*Work instruction:* Lines that include "focus" make up the answer; copy all of them from the data below.

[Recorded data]
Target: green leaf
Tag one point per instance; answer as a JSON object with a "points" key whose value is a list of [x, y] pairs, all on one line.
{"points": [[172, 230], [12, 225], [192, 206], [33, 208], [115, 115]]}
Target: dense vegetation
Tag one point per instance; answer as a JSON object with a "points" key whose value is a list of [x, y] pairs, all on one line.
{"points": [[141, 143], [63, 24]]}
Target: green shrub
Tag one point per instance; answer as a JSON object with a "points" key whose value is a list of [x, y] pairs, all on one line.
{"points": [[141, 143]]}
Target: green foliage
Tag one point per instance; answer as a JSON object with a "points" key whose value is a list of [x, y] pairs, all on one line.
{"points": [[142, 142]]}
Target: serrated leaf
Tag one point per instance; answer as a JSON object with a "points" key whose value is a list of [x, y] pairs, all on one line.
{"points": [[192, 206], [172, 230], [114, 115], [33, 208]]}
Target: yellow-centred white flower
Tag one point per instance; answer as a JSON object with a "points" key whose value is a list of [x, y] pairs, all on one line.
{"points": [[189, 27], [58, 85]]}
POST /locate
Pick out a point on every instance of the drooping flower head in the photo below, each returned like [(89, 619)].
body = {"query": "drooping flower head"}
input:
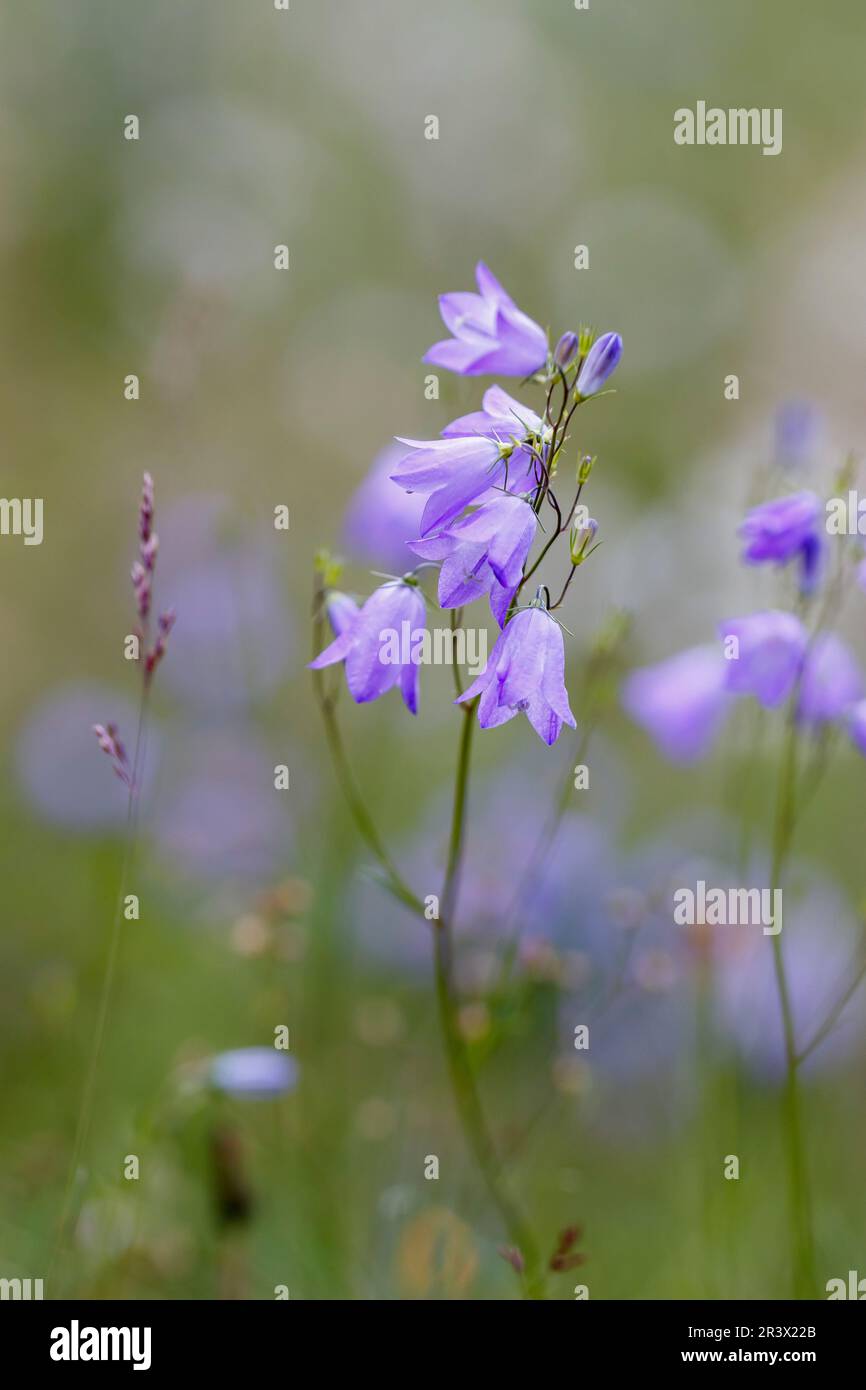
---
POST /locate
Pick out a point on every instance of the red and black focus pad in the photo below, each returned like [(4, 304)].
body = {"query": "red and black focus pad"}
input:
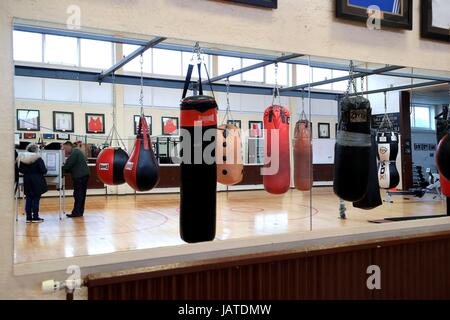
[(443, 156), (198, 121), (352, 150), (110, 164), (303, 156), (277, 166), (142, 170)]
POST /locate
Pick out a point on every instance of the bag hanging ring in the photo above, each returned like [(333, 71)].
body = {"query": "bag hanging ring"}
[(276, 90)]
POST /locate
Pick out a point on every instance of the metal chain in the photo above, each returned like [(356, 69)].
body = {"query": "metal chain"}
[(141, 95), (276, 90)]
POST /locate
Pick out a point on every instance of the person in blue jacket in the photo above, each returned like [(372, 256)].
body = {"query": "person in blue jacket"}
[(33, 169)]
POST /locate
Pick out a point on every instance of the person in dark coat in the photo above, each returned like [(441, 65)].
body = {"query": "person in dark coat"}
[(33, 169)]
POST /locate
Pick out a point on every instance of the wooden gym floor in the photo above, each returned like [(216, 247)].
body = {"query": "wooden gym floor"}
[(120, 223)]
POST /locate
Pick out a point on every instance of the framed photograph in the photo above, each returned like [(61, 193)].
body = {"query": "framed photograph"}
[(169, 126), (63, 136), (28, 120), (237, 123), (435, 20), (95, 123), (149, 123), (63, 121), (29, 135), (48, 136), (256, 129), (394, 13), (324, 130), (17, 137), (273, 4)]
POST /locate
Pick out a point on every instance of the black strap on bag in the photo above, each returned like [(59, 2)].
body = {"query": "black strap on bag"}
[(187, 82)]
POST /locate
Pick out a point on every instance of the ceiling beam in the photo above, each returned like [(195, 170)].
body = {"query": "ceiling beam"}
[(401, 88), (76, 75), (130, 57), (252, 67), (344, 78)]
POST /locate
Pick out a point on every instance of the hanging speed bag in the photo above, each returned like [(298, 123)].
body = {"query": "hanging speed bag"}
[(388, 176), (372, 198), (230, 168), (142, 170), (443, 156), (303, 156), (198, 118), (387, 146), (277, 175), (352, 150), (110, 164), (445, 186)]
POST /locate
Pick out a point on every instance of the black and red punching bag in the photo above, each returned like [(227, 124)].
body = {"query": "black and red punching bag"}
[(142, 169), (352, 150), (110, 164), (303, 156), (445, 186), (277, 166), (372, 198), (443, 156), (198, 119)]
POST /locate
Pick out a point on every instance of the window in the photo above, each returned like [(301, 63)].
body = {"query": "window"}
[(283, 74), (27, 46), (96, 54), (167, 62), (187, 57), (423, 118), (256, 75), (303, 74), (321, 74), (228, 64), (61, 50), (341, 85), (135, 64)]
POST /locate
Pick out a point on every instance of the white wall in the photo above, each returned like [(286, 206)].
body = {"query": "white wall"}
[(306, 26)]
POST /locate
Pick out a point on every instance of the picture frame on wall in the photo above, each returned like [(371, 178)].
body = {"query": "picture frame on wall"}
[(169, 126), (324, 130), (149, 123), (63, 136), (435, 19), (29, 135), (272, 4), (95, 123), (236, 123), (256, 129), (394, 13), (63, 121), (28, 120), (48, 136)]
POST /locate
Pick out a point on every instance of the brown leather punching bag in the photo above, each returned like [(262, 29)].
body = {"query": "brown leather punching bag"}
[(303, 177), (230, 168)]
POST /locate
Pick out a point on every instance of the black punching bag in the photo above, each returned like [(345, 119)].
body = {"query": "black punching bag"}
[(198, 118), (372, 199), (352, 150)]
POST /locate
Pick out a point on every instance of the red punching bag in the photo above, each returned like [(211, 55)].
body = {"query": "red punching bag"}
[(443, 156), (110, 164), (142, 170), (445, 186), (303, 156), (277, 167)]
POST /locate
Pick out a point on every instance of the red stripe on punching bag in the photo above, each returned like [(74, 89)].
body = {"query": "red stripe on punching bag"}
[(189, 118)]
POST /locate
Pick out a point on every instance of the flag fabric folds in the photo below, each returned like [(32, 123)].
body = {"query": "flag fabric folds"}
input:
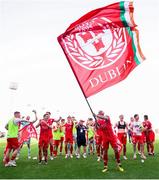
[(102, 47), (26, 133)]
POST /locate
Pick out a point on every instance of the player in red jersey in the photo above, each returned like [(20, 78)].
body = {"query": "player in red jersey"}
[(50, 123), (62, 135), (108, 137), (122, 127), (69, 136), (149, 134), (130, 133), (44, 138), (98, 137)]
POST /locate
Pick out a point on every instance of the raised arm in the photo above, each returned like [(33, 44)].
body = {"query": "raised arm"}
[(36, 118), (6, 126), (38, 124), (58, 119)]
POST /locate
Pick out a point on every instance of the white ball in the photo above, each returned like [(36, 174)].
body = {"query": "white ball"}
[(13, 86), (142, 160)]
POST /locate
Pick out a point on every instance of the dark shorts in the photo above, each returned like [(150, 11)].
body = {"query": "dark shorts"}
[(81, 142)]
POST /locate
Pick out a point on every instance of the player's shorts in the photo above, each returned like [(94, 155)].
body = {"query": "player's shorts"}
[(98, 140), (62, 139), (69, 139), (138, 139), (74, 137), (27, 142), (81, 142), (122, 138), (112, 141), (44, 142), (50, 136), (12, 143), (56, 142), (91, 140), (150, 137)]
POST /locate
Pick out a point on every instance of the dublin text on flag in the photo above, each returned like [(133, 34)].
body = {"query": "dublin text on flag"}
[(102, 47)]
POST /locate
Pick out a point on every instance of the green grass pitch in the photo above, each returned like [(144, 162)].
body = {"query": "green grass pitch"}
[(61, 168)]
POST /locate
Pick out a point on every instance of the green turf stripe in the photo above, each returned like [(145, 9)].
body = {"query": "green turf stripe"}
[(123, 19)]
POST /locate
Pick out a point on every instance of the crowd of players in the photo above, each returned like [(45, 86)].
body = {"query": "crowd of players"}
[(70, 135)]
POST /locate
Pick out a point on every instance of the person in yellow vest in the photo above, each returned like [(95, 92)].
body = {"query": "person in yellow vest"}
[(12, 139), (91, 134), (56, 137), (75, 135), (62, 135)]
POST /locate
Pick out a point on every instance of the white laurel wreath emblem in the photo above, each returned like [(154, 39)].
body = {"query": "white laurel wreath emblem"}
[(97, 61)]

*Response to the exercise:*
Pick out a point on every instance of the red and black focus pad in the photo below, each returned like [(4, 304)].
body = {"query": "red and black focus pad"}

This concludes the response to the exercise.